Box-labeled dataset extracts>
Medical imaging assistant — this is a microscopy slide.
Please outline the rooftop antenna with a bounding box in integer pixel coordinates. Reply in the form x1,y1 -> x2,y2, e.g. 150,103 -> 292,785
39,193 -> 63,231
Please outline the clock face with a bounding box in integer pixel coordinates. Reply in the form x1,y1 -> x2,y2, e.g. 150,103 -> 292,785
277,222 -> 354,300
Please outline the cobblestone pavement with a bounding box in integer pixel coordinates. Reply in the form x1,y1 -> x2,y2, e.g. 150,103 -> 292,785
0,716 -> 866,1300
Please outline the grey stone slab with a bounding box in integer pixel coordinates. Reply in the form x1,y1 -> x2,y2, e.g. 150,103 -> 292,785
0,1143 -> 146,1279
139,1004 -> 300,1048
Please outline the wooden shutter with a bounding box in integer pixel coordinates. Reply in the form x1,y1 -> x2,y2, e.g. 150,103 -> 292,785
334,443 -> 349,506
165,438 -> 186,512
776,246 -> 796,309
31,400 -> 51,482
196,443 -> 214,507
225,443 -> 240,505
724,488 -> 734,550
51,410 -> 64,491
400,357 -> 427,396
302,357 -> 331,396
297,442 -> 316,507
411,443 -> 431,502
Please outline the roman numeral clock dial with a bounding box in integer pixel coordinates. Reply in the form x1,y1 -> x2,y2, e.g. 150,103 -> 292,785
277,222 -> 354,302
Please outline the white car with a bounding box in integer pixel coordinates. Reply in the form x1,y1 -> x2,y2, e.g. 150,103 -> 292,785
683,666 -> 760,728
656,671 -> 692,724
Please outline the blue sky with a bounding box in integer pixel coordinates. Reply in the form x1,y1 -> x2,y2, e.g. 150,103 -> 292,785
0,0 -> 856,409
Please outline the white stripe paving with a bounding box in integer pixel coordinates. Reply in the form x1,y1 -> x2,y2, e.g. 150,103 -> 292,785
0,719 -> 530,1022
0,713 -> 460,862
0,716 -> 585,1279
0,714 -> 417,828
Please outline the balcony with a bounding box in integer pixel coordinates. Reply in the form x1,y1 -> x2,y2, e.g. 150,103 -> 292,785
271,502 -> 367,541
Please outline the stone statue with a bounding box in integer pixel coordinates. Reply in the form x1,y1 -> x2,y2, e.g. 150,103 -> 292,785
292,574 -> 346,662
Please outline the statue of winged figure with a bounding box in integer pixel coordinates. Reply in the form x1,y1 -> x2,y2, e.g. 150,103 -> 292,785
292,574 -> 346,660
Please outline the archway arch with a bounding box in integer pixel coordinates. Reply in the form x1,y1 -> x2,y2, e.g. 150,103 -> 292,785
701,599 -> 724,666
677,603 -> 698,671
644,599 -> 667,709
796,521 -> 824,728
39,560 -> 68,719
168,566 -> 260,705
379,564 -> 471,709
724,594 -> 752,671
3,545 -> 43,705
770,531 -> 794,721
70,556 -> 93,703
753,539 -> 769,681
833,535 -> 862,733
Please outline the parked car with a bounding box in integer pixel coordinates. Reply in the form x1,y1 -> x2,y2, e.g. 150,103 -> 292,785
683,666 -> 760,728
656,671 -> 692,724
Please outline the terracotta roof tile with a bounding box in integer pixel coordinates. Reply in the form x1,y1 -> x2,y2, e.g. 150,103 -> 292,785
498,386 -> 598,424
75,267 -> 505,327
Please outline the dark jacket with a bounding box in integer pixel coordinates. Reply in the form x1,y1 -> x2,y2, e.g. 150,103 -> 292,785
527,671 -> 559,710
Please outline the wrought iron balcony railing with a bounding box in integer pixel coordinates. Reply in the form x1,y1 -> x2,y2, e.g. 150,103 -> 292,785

Goal> Could you put every line of the records above into a JSON list of strings, one string per line, with blank lines left out?

Response below>
[
  "Medical imaging assistant — this is a microscopy slide.",
  "Please outline the rooftop antenna with a bounding box in integer pixel coordinates. Reply in the form x1,y1 -> x2,y2, e.g. 150,103 -> 292,785",
  "39,193 -> 63,231",
  "Please outline the clock face with a bounding box in integer pixel coordinates. Reply in the form x1,y1 -> x2,y2, e.g. 150,103 -> 292,785",
  "277,222 -> 354,300",
  "Please outline the cobblestone pavement with a bounding box in integer pixel coordinates. Reply in the form x1,y1 -> x2,y2, e.g. 150,103 -> 292,785",
  "0,716 -> 866,1300",
  "Please outline the grey stone slab with a bounding box in integer pixel coordinates. Reply in the form x1,y1 -> x2,y2, e.g. 150,103 -> 292,785",
  "0,1143 -> 146,1279",
  "139,1004 -> 300,1048",
  "Please outline the wooden shutter with a bounding box in integer pixel coordinates. Reply in the form x1,y1 -> x2,y2, e.g. 150,103 -> 292,785",
  "334,443 -> 349,506",
  "165,438 -> 186,512",
  "776,246 -> 796,309",
  "31,400 -> 51,482",
  "196,443 -> 214,507",
  "225,443 -> 240,505",
  "724,488 -> 734,550",
  "51,410 -> 64,491",
  "400,357 -> 427,396",
  "302,357 -> 331,396",
  "297,442 -> 316,507",
  "411,443 -> 431,502",
  "Please outline the roman numeral clock dial with a bounding box in integer pixel coordinates. Reply in the form x1,y1 -> x2,y2, e.g. 150,103 -> 292,785",
  "277,222 -> 354,302",
  "Please outline the white car with a bounding box in integer pixel coordinates. Reply in the form x1,y1 -> x2,y2, e.g. 150,103 -> 292,785",
  "683,666 -> 760,728",
  "656,671 -> 692,724",
  "Please outline the blue sky with a bounding box in integer pixel coordinates. Reply in the form x1,y1 -> x2,y2, e.g. 150,103 -> 292,785",
  "0,0 -> 856,409",
  "Please outline the white stripe paving with a bounding box in integer pixel coordinates. Reply in the form x1,y1 -> x2,y2, e.g. 150,103 -> 292,785",
  "0,719 -> 530,1022",
  "0,713 -> 460,862",
  "0,716 -> 585,1279",
  "0,714 -> 417,828",
  "Please outline the balcony with a bounding box in integer pixel coordinates. Reply in the form x1,y1 -> x2,y2, e.g. 150,103 -> 292,785",
  "271,502 -> 367,541",
  "Please outline the stone statue with a bounding box in integer pixel coordinates. Reply in the form x1,y1 -> x2,y2, e.g. 150,103 -> 292,785",
  "292,574 -> 346,662",
  "Please outline the statue of winged figure with a bounding box in integer pixel coordinates. Reply in the form x1,y1 -> x2,y2, e.g. 150,103 -> 292,785",
  "292,574 -> 346,660",
  "Please outline the archway arch with a bounding box in integer pixel coordinates. Reply in the form x1,y1 -> x2,y2, e.g. 150,103 -> 292,785",
  "701,599 -> 724,666",
  "677,603 -> 698,671",
  "644,599 -> 667,709",
  "796,521 -> 824,728",
  "39,560 -> 68,719",
  "168,566 -> 260,705",
  "379,564 -> 471,709",
  "724,594 -> 752,671",
  "3,545 -> 43,705",
  "770,531 -> 794,721",
  "70,556 -> 93,703",
  "753,539 -> 769,681",
  "833,535 -> 862,733",
  "Please outline the parked car with a bounding box in integer pixel coordinates. Reply in the form x1,y1 -> x2,y2, e.g. 150,103 -> 292,785",
  "683,666 -> 760,728",
  "656,671 -> 692,724",
  "Please outline the terracotta roof tile with a bounding box in integer pixel coordinates. Reply in the form x1,y1 -> x2,y2, e.g. 150,103 -> 292,785",
  "498,386 -> 598,424",
  "75,267 -> 505,327",
  "Please outline the dark jacket with a bounding box in integer pixel coordinates. Reply in the form x1,y1 -> x2,y2, e.g. 150,103 -> 292,785",
  "527,671 -> 559,710",
  "Please outline the wrought iron balcony railing with a bounding box in integer pixel coordinates. Reply in the form x1,y1 -> x2,y2, e.g. 150,103 -> 292,785"
]